- [Raw data]:
(begin)

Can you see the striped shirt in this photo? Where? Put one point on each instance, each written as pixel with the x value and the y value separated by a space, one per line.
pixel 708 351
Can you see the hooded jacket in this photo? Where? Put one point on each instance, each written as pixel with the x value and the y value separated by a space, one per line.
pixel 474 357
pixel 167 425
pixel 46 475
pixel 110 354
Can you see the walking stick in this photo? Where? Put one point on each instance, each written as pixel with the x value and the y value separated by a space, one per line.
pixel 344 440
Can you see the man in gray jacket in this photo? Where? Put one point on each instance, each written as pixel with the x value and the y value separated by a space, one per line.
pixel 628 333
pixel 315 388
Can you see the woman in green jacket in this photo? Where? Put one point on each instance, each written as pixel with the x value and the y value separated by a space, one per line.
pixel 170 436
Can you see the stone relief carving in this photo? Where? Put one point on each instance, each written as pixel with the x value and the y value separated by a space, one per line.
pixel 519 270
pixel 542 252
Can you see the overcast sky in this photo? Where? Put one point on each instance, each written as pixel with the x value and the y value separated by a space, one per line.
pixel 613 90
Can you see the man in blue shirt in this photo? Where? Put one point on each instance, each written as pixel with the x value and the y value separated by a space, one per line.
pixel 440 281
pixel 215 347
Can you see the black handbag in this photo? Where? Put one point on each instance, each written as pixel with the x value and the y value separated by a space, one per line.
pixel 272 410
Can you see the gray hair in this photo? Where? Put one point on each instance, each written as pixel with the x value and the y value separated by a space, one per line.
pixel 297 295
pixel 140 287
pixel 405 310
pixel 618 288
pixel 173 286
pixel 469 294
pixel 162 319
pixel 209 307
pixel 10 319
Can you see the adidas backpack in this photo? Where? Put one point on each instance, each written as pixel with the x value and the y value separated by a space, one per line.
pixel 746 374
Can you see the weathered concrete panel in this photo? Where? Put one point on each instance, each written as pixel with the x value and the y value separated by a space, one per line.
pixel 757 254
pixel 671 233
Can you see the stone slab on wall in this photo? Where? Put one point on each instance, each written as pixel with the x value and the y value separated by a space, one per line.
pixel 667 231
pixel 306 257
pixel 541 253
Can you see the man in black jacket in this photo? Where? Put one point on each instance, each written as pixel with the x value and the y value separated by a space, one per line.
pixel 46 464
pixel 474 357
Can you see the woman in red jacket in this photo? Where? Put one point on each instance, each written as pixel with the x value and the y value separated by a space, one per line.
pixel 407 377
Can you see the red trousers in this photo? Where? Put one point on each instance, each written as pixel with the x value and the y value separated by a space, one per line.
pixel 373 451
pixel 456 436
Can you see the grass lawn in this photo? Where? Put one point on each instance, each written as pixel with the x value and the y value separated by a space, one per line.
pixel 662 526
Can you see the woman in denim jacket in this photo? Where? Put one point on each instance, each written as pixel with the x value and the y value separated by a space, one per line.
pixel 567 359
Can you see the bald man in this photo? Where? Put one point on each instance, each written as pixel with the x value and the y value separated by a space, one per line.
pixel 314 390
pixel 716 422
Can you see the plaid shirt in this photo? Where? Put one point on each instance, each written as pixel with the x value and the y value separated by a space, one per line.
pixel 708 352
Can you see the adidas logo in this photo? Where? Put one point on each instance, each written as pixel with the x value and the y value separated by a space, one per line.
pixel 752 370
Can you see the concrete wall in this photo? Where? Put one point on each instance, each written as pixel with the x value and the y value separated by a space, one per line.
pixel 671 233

(end)
(begin)

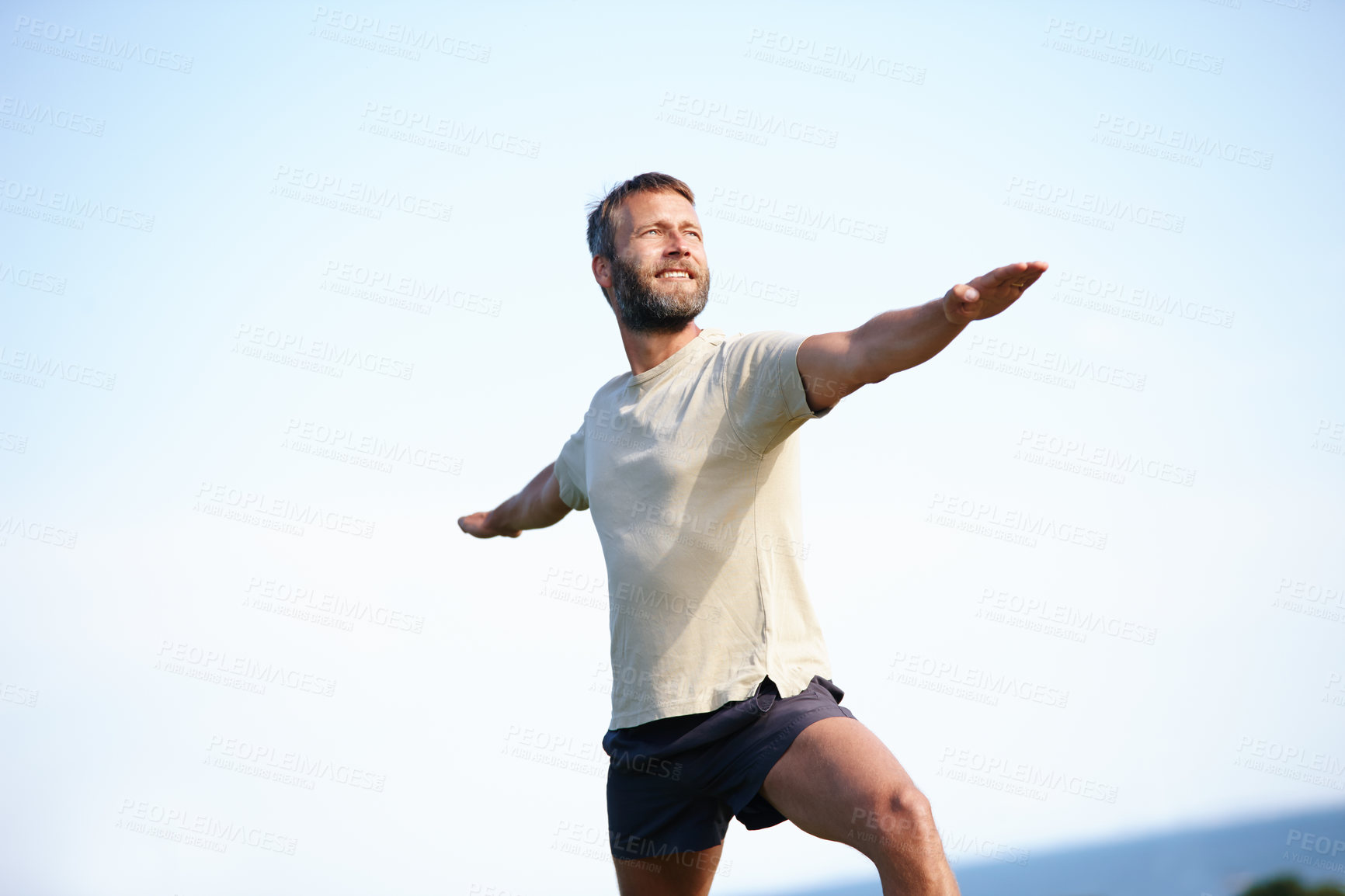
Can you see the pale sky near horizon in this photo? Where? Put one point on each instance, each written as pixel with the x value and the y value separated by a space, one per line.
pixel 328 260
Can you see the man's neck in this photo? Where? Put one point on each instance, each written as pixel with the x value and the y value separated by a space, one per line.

(end)
(begin)

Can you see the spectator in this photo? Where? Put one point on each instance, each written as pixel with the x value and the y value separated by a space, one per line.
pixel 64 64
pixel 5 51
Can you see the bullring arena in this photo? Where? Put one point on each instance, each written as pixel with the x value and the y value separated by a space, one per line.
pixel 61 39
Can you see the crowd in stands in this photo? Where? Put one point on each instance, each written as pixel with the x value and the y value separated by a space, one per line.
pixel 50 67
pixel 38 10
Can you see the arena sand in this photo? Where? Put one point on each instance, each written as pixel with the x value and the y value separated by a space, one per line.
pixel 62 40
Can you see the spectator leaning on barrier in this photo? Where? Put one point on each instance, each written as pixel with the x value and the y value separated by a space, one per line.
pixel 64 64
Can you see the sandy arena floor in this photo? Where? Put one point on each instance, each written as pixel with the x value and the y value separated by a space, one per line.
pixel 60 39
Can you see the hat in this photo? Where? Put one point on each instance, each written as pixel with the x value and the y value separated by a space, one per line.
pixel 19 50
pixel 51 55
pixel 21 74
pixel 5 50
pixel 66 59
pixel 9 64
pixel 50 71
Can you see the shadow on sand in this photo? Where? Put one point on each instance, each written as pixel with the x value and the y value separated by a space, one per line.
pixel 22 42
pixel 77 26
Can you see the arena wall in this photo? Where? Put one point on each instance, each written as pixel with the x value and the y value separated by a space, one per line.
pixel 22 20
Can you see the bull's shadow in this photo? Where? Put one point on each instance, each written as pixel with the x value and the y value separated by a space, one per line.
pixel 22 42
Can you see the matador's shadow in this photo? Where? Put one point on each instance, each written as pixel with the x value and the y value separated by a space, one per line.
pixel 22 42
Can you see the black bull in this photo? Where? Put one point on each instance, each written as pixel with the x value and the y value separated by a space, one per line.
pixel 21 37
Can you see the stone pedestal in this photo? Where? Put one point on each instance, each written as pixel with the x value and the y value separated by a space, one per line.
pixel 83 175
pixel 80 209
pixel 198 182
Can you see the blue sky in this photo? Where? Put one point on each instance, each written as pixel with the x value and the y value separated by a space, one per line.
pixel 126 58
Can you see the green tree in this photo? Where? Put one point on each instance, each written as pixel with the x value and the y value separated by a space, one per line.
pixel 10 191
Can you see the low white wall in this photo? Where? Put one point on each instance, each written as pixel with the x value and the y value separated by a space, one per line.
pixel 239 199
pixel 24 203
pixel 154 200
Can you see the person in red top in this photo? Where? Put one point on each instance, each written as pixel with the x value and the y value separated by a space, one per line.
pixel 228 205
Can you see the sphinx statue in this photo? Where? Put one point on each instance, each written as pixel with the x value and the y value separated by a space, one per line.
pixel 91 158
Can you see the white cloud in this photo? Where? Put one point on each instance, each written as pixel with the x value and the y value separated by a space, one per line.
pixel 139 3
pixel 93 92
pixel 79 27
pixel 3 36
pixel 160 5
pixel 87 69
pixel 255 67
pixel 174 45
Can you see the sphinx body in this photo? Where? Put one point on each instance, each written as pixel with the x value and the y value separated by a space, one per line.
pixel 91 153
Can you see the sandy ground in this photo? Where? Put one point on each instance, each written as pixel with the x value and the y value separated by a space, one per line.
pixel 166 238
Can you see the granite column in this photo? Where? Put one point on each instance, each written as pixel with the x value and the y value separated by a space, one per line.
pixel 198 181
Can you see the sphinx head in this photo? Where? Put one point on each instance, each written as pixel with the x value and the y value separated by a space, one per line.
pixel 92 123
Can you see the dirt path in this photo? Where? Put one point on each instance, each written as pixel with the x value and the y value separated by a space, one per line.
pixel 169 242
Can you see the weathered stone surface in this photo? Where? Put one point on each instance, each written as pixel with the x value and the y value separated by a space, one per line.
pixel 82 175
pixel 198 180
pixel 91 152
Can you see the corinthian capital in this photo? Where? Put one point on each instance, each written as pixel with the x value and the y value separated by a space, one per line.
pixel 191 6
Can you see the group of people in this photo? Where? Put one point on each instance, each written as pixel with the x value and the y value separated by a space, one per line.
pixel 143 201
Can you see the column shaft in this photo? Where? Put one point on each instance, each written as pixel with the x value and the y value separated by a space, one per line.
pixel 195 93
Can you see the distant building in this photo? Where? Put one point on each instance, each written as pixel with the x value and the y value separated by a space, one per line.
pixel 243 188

(end)

- [Task prompt]: Report how many lines of the records above contain the string "grass", matching case. Give only the number.

- [Answer for this exercise]: 1